→ **Input rows**:
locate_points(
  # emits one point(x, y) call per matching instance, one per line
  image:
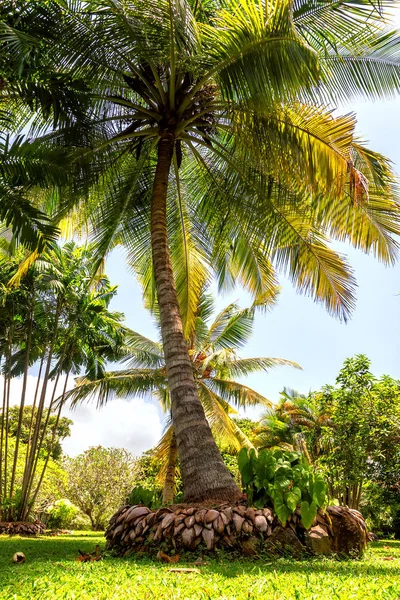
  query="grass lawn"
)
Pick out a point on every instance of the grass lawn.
point(52, 571)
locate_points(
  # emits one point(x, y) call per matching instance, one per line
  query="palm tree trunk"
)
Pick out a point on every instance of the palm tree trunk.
point(22, 406)
point(28, 446)
point(7, 409)
point(28, 479)
point(3, 414)
point(204, 475)
point(169, 483)
point(53, 439)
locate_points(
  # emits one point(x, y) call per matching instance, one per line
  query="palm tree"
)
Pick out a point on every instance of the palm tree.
point(297, 422)
point(58, 317)
point(220, 113)
point(213, 353)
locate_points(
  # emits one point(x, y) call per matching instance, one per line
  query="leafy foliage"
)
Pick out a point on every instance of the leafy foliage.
point(99, 481)
point(147, 497)
point(61, 514)
point(285, 480)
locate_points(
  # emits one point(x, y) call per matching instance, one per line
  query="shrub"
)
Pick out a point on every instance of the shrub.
point(284, 481)
point(61, 514)
point(149, 498)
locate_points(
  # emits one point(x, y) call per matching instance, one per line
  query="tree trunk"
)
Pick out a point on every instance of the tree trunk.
point(204, 475)
point(22, 406)
point(169, 484)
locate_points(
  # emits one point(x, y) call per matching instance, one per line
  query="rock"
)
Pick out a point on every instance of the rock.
point(167, 520)
point(284, 538)
point(251, 514)
point(238, 522)
point(247, 528)
point(178, 528)
point(190, 521)
point(318, 540)
point(199, 516)
point(349, 531)
point(188, 537)
point(261, 523)
point(219, 524)
point(208, 537)
point(240, 510)
point(268, 514)
point(179, 518)
point(135, 512)
point(19, 557)
point(250, 546)
point(228, 513)
point(211, 515)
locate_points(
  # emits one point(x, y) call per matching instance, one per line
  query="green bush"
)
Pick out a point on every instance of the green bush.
point(284, 481)
point(80, 523)
point(149, 498)
point(61, 514)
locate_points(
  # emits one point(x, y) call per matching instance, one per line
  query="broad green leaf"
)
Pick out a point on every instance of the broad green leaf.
point(308, 513)
point(243, 458)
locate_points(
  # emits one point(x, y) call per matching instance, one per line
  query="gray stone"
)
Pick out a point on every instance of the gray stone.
point(318, 540)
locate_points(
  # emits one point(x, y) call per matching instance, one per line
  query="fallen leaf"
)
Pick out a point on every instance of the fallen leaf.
point(165, 558)
point(183, 570)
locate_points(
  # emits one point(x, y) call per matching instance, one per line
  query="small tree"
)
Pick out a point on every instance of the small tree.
point(98, 481)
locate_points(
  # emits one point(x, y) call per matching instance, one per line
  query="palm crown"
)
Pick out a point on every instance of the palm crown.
point(215, 362)
point(208, 127)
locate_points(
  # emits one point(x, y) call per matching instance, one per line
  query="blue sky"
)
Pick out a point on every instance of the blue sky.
point(299, 329)
point(296, 329)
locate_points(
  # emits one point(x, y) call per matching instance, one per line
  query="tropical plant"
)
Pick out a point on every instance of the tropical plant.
point(284, 479)
point(363, 443)
point(57, 318)
point(210, 122)
point(350, 431)
point(294, 423)
point(213, 353)
point(99, 481)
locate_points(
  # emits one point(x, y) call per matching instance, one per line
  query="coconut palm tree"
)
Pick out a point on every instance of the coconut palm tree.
point(213, 351)
point(58, 317)
point(297, 422)
point(220, 113)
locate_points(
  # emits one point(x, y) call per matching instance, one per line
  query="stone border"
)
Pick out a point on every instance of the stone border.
point(337, 530)
point(22, 528)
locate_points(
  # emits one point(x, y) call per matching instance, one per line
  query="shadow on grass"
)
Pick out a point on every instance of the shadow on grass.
point(49, 548)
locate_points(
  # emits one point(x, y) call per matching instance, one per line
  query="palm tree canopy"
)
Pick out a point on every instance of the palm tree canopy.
point(247, 89)
point(215, 362)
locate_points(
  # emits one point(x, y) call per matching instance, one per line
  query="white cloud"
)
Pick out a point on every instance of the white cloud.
point(135, 425)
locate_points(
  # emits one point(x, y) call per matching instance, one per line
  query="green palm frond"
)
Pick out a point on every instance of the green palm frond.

→ **Task to carry out**: Retype all of the records above exactly, leaving out the pictures.

→ **Full response**:
locate_points(
  # emits one point(x, y) call per matching instance, one per line
  image:
  query="grass lawn"
)
Pick out a point on every instance of the grass lawn.
point(52, 571)
locate_points(
  # emits one point(x, y) call per matching instance, one per line
  query="palm tree trunk"
)
Pick out a point on every instance of the palm tree trunk.
point(22, 406)
point(28, 446)
point(7, 409)
point(28, 479)
point(3, 414)
point(204, 475)
point(169, 483)
point(53, 439)
locate_points(
  # emits one point(x, y) call per matching instance, one per line
  query="palm tree"
)
Pick out a point on every instance of the palm tree.
point(297, 422)
point(58, 317)
point(220, 113)
point(213, 353)
locate_points(
  # emits one point(x, y) call per matching instance, one per line
  query="leafy foliage"
)
Pick out a point on every instance of the leafy foliage.
point(99, 481)
point(147, 497)
point(61, 514)
point(285, 480)
locate_points(
  # emits one point(x, y) call per matching instance, one per line
  query="shrub"
)
Pick out a point on every instance of the shrub.
point(284, 481)
point(61, 514)
point(149, 498)
locate_points(
  # emits one point(x, y) call per matching instance, one per line
  query="tree trunk"
)
Pick out a point on every instance of the tree trunk.
point(204, 475)
point(22, 406)
point(169, 484)
locate_points(
  # emits one point(x, y) call per matching instance, one per line
  query="rock"
)
Pick out a point on every instance of the rock.
point(167, 520)
point(284, 538)
point(251, 514)
point(238, 522)
point(247, 528)
point(178, 528)
point(190, 521)
point(318, 540)
point(199, 516)
point(349, 531)
point(188, 537)
point(261, 523)
point(219, 524)
point(208, 537)
point(240, 510)
point(268, 514)
point(179, 518)
point(135, 512)
point(19, 557)
point(250, 546)
point(228, 513)
point(211, 515)
locate_points(
  # emits one point(x, y) call per matching instance, one per line
  query="green bush"
)
Pick out a point on every instance of the green bush.
point(284, 481)
point(80, 523)
point(149, 498)
point(61, 514)
locate_points(
  # emits one point(x, y) call per matching instance, one per line
  query="broad green leaf"
)
Pick out a point on every instance of the broad green leaf.
point(308, 513)
point(243, 458)
locate_points(
  # emits one point(x, y) call per matching instance, one per line
  query="gray stone"
)
Pick out a point on every instance of the gray stone.
point(318, 540)
locate_points(
  # emits one point(x, y) call per matching instance, one per line
  query="fallen leaf"
)
Pick out a point on every instance of the fallen leaf.
point(165, 558)
point(183, 570)
locate_points(
  # emits one point(x, y) call per matching instance, one per line
  query="small tree"
)
Pick out a point on every instance of the small tree.
point(98, 481)
locate_points(
  # emits one point(x, y) call per matching instance, one per line
  query="palm crown"
)
Pick out a point on every instance of the palm crown.
point(215, 362)
point(208, 127)
locate_points(
  # emits one point(x, y) call per matching instance, one per line
  query="blue sky"
)
Pick out a point on every instance of the blue sky.
point(299, 329)
point(296, 329)
locate_points(
  # emits one point(x, y) call per matching instance, one per line
  query="tropical plant"
)
Pick out a point on every instance of the tropical plant.
point(284, 479)
point(363, 443)
point(57, 318)
point(210, 122)
point(350, 431)
point(294, 423)
point(213, 353)
point(99, 481)
locate_points(
  # emits one point(x, y) call per matching instance, one per line
  query="coconut palm tree"
)
Pick out a point on every instance of the coconut palm tree.
point(213, 351)
point(58, 317)
point(297, 422)
point(220, 113)
locate_points(
  # emits one point(x, y) call per matching instance, one per line
  query="stone border"
)
Pick out a point on every instance of the stone border.
point(337, 530)
point(22, 528)
locate_points(
  # emits one point(x, y) call per matching instance, one per line
  query="shadow on grass"
)
Pick out a point on every instance of the shadow on grass.
point(49, 548)
locate_points(
  # emits one point(x, y) call per matching instance, one per line
  query="palm tree canopy"
)
Pick out a point on every instance of the palm tree canopy.
point(247, 89)
point(215, 362)
locate_points(
  # emits one point(x, y) call per matching instance, one per line
  query="white cloud"
)
Pick out a point on every instance of the white cloud.
point(135, 425)
locate_points(
  # emits one point(x, y) call per matching instance, one per line
  query="green palm frond"
)
Pick out a point on every instance of the green palm frond.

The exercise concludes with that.